### THE TASKS
[a] List every sentence in the C# regular expressions article that contains the word "I".
[b] Decide whether each statement agrees with the C# regular expressions article. Answer yes or no, and quote the words from the article that decide it: (i) The author has used regular expressions in C# professionally for more than ten years. (ii) The article concentrates on the instance versions of the Regex methods. (iii) The System.Text.RegularExpressions library has to be installed separately from .NET.
[c] Transcribe the stretch of the C# regular expressions article from "An Introduction to" through "replace in text.".

### EXCERPTED PASSAGE
----------
An Introduction to Regular Expressions in C#
In this blog
Regular expressions (also called "regexes") are a powerful way to find pattern matches in text and optionally replace matched text. They provide a more versatile approach than a literal find and replace in text.
I have used regular expressions in C# professionally for over a decade to convert text from one format to another and to extract data from text files. Regexes can accomplish things in one line of code that would require several lines of code in C#.
In this article, I describe the features that I find most useful in the Regex C# class. And I assume you have at least a basic understanding of regex pattern syntax and C# syntax.
Regex class
The Regex C# class provides methods to match text with a regex pattern. There are also methods that accept C# code to replace the matched text, letting you leverage regex and C# logic to perform find and replace operations.
The class is in the .NET library System.Text.RegularExpressions. This library ships with all versions of .NET, so if you have .NET installed on your machine, you can easily use this library in your C# project.
Additionally, the Regex class has static and instance versions of most methods — I focus on the static versions in this article. I use the static versions of the methods most of the time because they are more convenient. (The instance versions require creating a Regex
object first before calling them.)
----------
### AVAILABLE DATA

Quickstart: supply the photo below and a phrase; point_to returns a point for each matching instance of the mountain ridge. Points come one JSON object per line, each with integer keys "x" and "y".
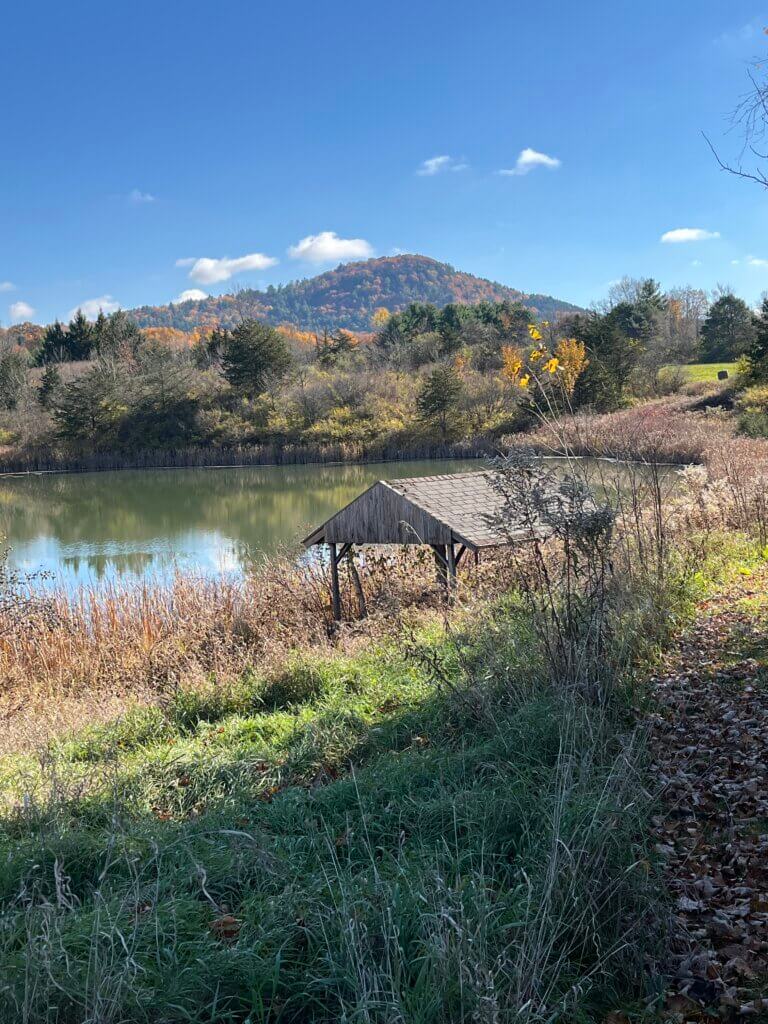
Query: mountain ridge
{"x": 346, "y": 297}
----------
### THE RESPONSES
[a]
1. "I have used regular expressions in C# professionally for over a decade to convert text from one format to another and to extract data from text files."
2. "In this article, I describe the features that I find most useful in the Regex C# class."
3. "And I assume you have at least a basic understanding of regex pattern syntax and C# syntax."
4. "Additionally, the Regex class has static and instance versions of most methods — I focus on the static versions in this article."
5. "I use the static versions of the methods most of the time because they are more convenient."

[b]
(i) Yes: "I have used regular expressions in C# professionally for over a decade"
(ii) No: "I focus on the static versions in this article"
(iii) No: "This library ships with all versions of .NET"

[c]
An Introduction to Regular Expressions in C#
In this blog
Regular expressions (also called "regexes") are a powerful way to find pattern matches in text and optionally replace matched text. They provide a more versatile approach than a literal find and replace in text.